§ **Material**:
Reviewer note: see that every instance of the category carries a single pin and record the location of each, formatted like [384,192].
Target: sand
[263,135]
---
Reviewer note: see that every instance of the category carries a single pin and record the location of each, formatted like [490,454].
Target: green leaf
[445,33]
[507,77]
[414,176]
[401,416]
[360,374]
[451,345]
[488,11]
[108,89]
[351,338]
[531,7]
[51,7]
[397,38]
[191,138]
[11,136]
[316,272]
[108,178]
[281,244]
==
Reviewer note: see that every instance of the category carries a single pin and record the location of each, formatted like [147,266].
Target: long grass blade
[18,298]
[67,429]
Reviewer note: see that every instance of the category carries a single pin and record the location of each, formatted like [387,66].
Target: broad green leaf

§ **Given task**: From the records above, pull out every line that contains the string "each".

§ **Problem solution**:
Reviewer note: see that every instance of the category carries a single pin and record the location of each, formatted like [384,192].
Reviewer note: see that every instance of the category carries a single pin and record the location of each, formatted like [490,454].
Reviewer note: see that every instance of the category carries a single pin and record the location of each, formatted like [147,266].
Reviewer note: see that every instance of the category carries a single pin and record the location of each, formatted like [387,66].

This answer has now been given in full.